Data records
- - - - -

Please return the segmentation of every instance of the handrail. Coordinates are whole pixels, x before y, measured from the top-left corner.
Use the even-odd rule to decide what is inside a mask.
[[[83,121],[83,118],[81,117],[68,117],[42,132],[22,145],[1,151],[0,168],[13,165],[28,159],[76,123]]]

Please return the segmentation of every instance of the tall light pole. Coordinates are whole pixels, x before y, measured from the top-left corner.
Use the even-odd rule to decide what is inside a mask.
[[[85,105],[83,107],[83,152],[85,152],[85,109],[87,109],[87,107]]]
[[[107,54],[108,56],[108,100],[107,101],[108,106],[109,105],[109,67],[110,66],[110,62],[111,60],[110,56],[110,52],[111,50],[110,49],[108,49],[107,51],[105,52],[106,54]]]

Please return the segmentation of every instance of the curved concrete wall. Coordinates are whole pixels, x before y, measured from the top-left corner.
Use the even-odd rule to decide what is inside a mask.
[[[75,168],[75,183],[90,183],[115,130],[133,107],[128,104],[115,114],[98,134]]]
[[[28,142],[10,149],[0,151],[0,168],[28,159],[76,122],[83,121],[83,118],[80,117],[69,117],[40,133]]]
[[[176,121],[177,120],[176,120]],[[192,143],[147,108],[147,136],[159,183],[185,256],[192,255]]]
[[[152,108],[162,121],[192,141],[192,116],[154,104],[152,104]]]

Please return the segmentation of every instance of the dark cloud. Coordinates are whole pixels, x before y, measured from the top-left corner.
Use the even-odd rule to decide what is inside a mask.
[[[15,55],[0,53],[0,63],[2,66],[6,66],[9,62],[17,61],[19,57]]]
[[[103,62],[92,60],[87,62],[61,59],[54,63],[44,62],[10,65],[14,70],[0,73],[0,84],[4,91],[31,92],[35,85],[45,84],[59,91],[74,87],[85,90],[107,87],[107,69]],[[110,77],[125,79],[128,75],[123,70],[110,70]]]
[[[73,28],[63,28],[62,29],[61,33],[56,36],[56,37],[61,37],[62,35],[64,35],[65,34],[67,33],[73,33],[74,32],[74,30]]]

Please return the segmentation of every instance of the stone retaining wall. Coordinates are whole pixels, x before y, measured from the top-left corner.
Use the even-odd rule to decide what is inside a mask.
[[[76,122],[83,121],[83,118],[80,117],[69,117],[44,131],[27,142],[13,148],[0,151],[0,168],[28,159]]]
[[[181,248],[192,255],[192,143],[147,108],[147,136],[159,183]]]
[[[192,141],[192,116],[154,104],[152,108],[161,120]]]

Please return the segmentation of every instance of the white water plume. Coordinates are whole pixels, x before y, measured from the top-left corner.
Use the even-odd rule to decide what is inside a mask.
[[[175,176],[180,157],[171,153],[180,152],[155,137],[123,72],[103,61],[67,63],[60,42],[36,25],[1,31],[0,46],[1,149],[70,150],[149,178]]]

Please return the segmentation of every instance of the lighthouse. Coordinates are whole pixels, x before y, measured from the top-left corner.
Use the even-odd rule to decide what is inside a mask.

- - - - -

Short task
Copy the lines verbatim, starting at the one containing "Please return the segmentation of every instance of the curved" and ending at the one containing "[[[152,108],[162,121],[192,141],[192,116],[154,104],[152,104]]]", with both of those lines included.

Expected answer
Please return the segmentation of every instance of the curved concrete wall. Coordinates are whole pixels, x before y, measured from the top-left corner.
Use the even-odd rule to decide what is inside a mask.
[[[75,168],[75,183],[90,183],[115,130],[133,107],[128,104],[115,114],[98,134]]]
[[[28,142],[10,149],[0,151],[0,168],[28,159],[76,122],[83,121],[83,118],[80,117],[69,117],[40,133]]]
[[[176,121],[177,120],[176,120]],[[192,143],[147,108],[147,136],[159,183],[185,256],[192,255]]]
[[[152,108],[162,121],[192,141],[192,116],[154,104],[152,104]]]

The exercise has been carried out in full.